*Extract*
+++

Our multidisciplinary team includes US-based researchers from MIT, Columbia University, and Yale. We work closely with members of BRAC’s Climate Change Program team, based in Bangladesh.
To the left, our team waves “Hello” during our weekly team meeting.
Leadership

Professor Elfatih Eltahir
Lead Principal Investigator
Dr. Elfatih Eltahir is H. M. King Bhumibol Professor of Hydrology and Climate, and Professor of Civil and Environmental Engineering at the Massachusetts Institute of Technology (MIT). Dr. Eltahir is a recipient of the US Presidential Early Career Award for Scientists and Engineers (PECASE) in 1997; and the Kuwait Prize in Applied Science in 2000 for his work on climate change. He has been elected Fellow of the American Geophysical Union (AGU) in 2008. He received the Hydrologic Sciences Award of the American Geophysical Union in 2017. He is elected member of National Academy of Engineering (2023), fellow of The World Academy of Sciences (2023), and member of the Sudanese National Academy of Sciences.

+++

*Raw data*
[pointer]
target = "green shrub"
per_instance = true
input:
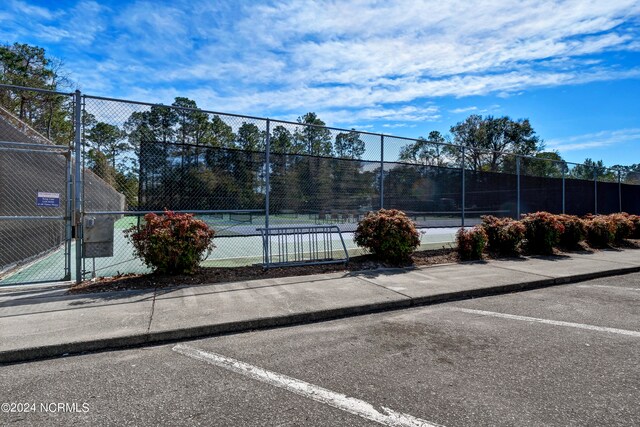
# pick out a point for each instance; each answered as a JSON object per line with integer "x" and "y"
{"x": 389, "y": 234}
{"x": 543, "y": 232}
{"x": 635, "y": 220}
{"x": 471, "y": 242}
{"x": 601, "y": 231}
{"x": 624, "y": 226}
{"x": 505, "y": 234}
{"x": 575, "y": 230}
{"x": 171, "y": 243}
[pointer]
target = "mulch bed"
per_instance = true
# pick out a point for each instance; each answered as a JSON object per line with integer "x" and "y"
{"x": 210, "y": 275}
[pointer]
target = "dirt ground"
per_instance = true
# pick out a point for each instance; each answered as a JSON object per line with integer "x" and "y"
{"x": 235, "y": 274}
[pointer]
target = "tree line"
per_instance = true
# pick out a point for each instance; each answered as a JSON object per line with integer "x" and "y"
{"x": 177, "y": 156}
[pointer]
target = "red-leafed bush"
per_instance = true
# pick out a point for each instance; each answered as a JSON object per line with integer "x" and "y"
{"x": 171, "y": 243}
{"x": 575, "y": 230}
{"x": 504, "y": 234}
{"x": 389, "y": 234}
{"x": 543, "y": 232}
{"x": 601, "y": 231}
{"x": 471, "y": 242}
{"x": 624, "y": 226}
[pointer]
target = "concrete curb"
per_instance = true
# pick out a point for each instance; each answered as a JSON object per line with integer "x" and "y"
{"x": 161, "y": 337}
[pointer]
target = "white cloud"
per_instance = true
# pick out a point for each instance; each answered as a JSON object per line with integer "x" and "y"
{"x": 351, "y": 60}
{"x": 595, "y": 140}
{"x": 463, "y": 110}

+++

*Short exercise 1*
Translate this sentence from the team page into Spanish: "He received the Hydrologic Sciences Award of the American Geophysical Union in 2017."
*Short exercise 2*
Reproduce word for word the part of the team page that opens with the words containing "Professor Elfatih Eltahir" and closes with "Academy of Sciences.".
*Short exercise 3*
Carry the team page further, picking up after its final sentence about the Sudanese National Academy of Sciences.

*Exercise result 1*
Recibió el Premio de Ciencias Hidrológicas de la Unión Geofísica Americana en 2017.

*Exercise result 2*
Professor Elfatih Eltahir
Lead Principal Investigator
Dr. Elfatih Eltahir is H. M. King Bhumibol Professor of Hydrology and Climate, and Professor of Civil and Environmental Engineering at the Massachusetts Institute of Technology (MIT). Dr. Eltahir is a recipient of the US Presidential Early Career Award for Scientists and Engineers (PECASE) in 1997; and the Kuwait Prize in Applied Science in 2000 for his work on climate change. He has been elected Fellow of the American Geophysical Union (AGU) in 2008. He received the Hydrologic Sciences Award of the American Geophysical Union in 2017. He is elected member of National Academy of Engineering (2023), fellow of The World Academy of Sciences (2023), and member of the Sudanese National Academy of Sciences.

*Exercise result 3*
Learn more about Dr. Eltahir’s work at Eltahir Research Group– Highlighted Papers
Publications

John Aldridge
Lead Principal Investigator
John Aldridge is Assistant Leader of the Human Resilience Technology Group at MIT Lincoln Laboratory. His team leverages the research and development expertise of the Laboratory’s nearly 4,000 staff in support of humanitarian assistance, economic and social development, and disaster relief organizations.

Dr. Deborah Campbell
Executive Director
Dr. Deborah Campbell is a Senior Staff Scientist at MIT Lincoln Laboratory. She co-leads the Laboratory’s work on Environmental Resilience and Natural Hazard Adaptation Technologies. This work brings together the Laboratory’s multidisciplinary expertise in areas including systems analysis, sensing, artificial intelligence and machine learning, and decision support to contribute to novel resilience and adaptation technology and capability development.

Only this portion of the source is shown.